Items from a dataset
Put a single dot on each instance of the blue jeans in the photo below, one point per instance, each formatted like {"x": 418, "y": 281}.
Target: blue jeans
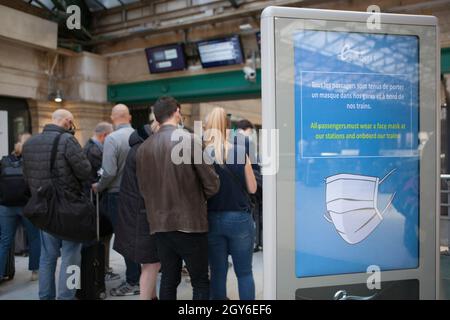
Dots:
{"x": 51, "y": 249}
{"x": 231, "y": 233}
{"x": 9, "y": 216}
{"x": 133, "y": 269}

### EXERCISE OBJECTIVE
Each line of the material must be retyped exactly, except that images are omitted.

### THE RESPONSE
Put a single dot on each instance of the blue jeans in the photo below, one point per instance, each formatted like {"x": 418, "y": 281}.
Target: blue jeans
Dots:
{"x": 51, "y": 249}
{"x": 231, "y": 233}
{"x": 9, "y": 216}
{"x": 133, "y": 269}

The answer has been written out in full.